§ WHAT IS ASKED:
Find the line containing "the white wristband". Retype it and every line after it through the end of the entries, exactly as written, with nothing added.
|---|
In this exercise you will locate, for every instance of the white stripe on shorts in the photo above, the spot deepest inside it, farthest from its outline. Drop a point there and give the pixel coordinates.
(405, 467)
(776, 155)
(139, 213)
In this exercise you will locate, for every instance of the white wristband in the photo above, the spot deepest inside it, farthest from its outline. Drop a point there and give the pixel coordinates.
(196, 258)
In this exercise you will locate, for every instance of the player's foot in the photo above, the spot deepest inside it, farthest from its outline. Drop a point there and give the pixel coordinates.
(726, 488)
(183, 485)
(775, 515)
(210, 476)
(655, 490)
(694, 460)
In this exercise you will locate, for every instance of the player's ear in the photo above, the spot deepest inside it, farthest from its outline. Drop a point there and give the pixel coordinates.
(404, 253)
|---|
§ ANSWER TO THE PROBLEM:
In this exercise you will locate, for every instance of the white wristband in the photo above, the spot deepest inside it, farthest from its outline. Drop a point there and give the pixel coordinates.
(196, 258)
In this exercise you will locate, for every instance of the player's foot in the photo above, the spot deepest inside it, farthest from its outline. Drop a point there and give the pixel coordinates.
(726, 488)
(183, 485)
(775, 515)
(210, 476)
(655, 490)
(694, 460)
In this exercise you will locate, for every instance of the player's ear in the photo above, the spot deepest inside it, farthest from its outline. Drop a point there and give the pixel coordinates.
(404, 253)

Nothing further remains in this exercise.